**WORK TO BE COMPLETED:** The answer should be each line from the entries below that has the word "blue" in it.

**SOURCE DATA:**
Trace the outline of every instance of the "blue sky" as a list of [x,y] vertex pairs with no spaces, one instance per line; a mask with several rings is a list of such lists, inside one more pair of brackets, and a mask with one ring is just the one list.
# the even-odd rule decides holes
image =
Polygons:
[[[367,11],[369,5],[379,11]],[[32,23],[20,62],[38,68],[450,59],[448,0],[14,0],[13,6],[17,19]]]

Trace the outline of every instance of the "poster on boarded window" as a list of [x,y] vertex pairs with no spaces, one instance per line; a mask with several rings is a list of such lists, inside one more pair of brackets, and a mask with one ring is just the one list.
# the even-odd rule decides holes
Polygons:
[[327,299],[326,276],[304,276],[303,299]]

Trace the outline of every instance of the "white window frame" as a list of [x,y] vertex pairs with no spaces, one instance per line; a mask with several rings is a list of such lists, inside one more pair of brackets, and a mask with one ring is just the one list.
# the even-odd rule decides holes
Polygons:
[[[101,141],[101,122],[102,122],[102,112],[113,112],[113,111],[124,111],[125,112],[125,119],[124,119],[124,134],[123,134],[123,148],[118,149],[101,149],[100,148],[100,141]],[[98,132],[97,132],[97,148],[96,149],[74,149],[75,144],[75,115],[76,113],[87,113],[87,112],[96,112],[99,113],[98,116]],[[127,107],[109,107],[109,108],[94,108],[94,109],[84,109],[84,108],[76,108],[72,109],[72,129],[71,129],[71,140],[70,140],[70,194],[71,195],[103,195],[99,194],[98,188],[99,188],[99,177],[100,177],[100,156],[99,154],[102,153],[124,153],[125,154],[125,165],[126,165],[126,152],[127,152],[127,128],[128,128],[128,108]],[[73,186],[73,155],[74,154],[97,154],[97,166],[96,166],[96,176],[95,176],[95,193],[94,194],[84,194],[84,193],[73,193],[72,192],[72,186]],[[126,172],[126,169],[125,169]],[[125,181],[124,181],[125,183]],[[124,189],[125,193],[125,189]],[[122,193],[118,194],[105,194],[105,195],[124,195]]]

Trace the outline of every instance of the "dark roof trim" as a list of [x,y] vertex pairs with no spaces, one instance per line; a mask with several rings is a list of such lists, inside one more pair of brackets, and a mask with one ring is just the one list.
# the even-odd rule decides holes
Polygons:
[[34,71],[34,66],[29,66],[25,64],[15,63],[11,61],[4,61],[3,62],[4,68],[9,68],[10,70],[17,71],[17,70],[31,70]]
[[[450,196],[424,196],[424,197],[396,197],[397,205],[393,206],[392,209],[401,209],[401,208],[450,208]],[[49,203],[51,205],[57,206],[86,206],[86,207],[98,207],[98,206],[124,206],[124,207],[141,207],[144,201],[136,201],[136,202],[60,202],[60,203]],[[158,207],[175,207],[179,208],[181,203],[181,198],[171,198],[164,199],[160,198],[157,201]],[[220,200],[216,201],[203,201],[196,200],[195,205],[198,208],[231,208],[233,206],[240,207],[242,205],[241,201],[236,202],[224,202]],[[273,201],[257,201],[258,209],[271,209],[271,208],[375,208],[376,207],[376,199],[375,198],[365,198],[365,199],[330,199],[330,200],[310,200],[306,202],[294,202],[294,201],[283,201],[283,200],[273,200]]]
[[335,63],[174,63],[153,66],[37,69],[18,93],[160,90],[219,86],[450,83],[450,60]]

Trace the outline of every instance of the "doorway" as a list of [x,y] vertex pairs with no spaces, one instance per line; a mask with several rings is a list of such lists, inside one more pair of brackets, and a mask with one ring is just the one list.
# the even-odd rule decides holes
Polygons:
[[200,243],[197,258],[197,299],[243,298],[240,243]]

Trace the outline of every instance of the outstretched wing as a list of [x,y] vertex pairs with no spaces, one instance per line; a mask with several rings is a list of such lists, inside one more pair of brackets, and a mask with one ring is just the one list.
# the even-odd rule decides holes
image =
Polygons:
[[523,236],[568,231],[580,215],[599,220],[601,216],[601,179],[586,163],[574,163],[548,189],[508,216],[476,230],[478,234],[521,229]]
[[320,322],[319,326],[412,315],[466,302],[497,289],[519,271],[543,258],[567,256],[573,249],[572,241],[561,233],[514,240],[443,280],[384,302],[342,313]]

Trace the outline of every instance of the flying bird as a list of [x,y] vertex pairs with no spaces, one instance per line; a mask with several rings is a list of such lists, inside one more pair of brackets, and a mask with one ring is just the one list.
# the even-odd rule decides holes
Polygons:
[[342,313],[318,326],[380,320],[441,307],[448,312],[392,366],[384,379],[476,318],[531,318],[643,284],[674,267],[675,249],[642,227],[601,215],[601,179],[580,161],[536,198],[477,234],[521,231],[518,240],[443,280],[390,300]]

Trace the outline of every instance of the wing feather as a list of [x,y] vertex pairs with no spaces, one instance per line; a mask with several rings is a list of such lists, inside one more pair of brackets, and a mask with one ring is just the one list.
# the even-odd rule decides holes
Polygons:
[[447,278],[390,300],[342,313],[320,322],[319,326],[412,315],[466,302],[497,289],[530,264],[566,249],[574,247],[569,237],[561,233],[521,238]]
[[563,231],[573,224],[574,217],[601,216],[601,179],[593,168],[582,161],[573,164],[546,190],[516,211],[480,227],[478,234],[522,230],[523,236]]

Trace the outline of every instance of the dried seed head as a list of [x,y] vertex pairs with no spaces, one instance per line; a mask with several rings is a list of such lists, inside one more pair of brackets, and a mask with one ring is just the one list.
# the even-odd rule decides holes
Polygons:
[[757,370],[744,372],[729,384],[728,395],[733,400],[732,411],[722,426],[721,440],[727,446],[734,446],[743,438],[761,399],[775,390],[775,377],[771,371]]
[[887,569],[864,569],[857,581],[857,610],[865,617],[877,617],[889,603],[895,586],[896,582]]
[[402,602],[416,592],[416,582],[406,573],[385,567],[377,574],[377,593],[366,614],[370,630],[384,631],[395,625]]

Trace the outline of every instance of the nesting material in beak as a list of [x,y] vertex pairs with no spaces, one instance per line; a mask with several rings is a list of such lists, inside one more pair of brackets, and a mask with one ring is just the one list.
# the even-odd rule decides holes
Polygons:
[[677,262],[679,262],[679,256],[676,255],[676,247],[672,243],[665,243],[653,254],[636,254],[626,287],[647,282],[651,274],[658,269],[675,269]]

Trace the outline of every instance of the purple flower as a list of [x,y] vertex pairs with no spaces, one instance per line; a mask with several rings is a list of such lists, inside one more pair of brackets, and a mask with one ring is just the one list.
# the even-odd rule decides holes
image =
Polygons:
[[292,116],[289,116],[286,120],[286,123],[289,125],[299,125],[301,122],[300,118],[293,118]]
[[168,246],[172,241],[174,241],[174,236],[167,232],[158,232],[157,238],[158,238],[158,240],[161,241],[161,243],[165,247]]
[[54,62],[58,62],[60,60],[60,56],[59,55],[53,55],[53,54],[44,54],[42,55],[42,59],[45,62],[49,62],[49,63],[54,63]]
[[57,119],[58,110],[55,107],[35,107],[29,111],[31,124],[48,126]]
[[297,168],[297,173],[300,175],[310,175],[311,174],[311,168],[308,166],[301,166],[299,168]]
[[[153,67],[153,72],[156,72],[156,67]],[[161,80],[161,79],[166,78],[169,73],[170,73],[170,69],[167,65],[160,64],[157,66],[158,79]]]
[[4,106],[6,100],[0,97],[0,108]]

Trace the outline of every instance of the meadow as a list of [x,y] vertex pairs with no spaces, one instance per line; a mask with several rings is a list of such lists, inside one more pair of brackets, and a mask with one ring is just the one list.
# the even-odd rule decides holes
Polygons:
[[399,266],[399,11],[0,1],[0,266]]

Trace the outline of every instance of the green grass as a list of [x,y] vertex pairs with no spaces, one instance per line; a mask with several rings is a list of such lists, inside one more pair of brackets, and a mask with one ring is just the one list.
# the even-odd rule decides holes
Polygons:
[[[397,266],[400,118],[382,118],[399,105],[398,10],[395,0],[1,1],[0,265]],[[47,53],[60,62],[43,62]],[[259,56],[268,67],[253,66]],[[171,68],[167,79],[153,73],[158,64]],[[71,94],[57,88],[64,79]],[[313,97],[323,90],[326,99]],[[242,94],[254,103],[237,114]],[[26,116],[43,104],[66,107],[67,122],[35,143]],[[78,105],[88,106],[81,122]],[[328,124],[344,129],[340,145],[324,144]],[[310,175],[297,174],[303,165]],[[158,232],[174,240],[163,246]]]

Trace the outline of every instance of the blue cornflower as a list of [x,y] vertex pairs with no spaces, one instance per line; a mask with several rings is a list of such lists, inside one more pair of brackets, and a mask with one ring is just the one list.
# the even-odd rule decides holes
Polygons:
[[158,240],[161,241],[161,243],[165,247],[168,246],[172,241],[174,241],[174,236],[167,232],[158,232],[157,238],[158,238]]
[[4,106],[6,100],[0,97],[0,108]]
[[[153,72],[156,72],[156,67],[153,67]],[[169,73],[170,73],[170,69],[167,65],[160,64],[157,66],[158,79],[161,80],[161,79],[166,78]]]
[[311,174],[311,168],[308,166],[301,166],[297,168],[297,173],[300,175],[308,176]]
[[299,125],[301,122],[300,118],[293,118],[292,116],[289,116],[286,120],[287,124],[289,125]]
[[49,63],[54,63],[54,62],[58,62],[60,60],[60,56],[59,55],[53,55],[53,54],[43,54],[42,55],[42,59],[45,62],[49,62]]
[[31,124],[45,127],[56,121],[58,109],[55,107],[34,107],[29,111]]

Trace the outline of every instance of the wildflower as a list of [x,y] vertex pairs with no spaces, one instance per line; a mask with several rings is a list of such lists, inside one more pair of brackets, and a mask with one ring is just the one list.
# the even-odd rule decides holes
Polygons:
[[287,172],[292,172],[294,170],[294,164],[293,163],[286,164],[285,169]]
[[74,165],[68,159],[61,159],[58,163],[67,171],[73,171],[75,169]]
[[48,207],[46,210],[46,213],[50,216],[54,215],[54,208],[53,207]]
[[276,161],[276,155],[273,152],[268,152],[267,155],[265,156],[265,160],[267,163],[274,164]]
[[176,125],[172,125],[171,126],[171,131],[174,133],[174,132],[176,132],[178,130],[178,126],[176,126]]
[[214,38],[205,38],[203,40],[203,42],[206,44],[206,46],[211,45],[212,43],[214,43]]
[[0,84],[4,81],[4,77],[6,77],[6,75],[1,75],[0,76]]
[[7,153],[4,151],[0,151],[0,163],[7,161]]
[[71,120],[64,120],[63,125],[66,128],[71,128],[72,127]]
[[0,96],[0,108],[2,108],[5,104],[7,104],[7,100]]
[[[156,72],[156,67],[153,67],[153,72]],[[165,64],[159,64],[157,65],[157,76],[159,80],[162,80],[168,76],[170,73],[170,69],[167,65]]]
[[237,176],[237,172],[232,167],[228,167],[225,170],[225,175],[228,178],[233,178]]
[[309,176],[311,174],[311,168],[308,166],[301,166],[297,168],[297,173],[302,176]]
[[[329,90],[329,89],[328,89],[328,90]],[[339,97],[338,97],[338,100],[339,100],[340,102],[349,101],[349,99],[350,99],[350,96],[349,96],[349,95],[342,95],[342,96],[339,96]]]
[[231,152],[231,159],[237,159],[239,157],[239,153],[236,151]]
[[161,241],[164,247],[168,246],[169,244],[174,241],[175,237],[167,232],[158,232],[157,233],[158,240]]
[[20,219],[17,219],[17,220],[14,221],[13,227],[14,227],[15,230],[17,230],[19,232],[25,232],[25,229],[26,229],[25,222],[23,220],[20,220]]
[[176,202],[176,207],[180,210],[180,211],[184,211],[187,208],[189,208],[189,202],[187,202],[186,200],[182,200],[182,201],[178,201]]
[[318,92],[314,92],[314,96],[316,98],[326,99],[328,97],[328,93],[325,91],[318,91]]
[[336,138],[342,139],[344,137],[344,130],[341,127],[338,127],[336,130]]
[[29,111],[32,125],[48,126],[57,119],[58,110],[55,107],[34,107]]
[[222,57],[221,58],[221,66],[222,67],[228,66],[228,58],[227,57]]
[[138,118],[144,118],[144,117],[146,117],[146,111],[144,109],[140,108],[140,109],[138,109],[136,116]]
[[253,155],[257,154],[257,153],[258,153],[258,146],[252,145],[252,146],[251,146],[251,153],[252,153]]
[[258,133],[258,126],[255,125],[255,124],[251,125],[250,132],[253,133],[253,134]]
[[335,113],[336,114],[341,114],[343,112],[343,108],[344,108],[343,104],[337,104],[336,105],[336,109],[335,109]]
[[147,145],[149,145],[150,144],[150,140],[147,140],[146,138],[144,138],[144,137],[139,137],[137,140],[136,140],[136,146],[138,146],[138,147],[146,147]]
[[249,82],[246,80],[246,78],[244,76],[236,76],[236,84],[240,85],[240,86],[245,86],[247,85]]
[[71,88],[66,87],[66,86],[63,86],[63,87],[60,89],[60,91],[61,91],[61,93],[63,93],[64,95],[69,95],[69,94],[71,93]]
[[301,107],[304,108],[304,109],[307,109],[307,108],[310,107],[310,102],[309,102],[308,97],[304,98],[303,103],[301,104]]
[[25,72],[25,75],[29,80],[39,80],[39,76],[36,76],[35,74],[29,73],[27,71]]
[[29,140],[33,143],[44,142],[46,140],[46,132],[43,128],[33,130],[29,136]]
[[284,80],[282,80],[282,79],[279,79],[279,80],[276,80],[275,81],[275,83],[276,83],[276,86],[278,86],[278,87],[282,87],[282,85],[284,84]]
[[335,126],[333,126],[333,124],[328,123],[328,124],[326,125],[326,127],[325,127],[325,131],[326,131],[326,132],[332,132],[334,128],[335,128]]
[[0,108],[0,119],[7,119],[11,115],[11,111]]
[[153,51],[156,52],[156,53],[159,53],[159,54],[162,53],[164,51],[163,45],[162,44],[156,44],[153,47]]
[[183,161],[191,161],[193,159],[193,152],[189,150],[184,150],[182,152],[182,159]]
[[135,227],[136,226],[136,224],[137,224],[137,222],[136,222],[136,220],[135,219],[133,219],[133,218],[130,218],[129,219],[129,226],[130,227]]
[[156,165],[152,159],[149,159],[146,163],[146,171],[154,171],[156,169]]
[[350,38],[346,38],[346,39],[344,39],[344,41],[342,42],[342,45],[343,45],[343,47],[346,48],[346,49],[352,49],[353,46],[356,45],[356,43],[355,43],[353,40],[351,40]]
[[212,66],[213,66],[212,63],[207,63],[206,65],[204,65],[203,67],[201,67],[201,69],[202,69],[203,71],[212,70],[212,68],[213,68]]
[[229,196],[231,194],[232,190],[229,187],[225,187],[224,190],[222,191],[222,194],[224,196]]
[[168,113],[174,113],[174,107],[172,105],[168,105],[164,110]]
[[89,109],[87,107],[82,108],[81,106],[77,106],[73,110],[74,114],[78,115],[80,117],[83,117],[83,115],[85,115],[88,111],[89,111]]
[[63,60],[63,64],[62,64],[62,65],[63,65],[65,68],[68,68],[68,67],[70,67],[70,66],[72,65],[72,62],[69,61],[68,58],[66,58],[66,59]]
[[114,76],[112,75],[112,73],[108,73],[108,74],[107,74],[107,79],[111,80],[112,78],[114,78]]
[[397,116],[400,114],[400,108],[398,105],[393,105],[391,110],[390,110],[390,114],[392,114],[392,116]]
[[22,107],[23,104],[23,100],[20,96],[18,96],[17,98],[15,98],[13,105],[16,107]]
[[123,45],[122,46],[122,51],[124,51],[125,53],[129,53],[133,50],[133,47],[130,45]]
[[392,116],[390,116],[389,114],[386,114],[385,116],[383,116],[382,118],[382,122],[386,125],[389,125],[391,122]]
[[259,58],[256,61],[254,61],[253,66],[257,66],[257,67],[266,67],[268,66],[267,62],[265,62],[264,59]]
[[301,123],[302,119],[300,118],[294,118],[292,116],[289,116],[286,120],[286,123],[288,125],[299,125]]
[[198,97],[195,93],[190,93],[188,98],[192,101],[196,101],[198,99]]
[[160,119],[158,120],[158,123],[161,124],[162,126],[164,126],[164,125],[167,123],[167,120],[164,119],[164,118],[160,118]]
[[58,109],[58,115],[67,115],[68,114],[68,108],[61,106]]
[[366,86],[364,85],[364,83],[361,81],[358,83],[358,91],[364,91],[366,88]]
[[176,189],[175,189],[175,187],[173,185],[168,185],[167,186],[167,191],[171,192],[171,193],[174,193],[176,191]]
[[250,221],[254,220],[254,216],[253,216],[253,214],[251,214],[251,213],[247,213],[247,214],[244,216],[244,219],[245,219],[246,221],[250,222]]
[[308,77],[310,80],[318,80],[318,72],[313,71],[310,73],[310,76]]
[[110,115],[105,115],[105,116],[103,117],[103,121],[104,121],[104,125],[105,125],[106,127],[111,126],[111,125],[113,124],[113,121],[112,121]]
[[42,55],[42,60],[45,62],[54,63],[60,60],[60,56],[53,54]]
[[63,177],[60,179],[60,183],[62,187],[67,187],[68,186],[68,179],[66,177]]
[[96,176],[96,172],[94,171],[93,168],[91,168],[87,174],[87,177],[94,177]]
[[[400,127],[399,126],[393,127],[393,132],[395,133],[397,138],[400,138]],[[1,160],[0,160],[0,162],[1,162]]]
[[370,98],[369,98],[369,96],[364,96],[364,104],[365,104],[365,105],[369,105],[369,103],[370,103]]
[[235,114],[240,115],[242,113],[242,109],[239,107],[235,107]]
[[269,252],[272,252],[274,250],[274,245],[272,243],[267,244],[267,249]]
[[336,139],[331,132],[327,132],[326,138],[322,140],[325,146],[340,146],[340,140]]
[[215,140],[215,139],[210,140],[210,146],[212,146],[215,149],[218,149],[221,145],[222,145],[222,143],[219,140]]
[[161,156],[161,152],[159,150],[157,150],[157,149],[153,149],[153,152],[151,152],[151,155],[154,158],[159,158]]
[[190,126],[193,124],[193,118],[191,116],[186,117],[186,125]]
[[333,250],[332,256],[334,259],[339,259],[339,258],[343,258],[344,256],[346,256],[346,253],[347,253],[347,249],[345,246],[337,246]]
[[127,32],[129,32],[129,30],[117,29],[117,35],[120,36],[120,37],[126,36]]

**WRITTEN ANSWER:**
Trace the outline of every instance of the "blue sky" as a list of [x,y] vertex pairs with no spaces, one instance per line; a mask with several rings is a list of such lists, inside one more pair of brackets, and a mask with one ring is just the one list.
Trace the outline of every instance of the blue cornflower as a list of [x,y] vertex pairs with no spaces, one instance per line; a mask with several rings is a list of such lists, inside one more pair of brackets, and a mask with one ring is just the one list.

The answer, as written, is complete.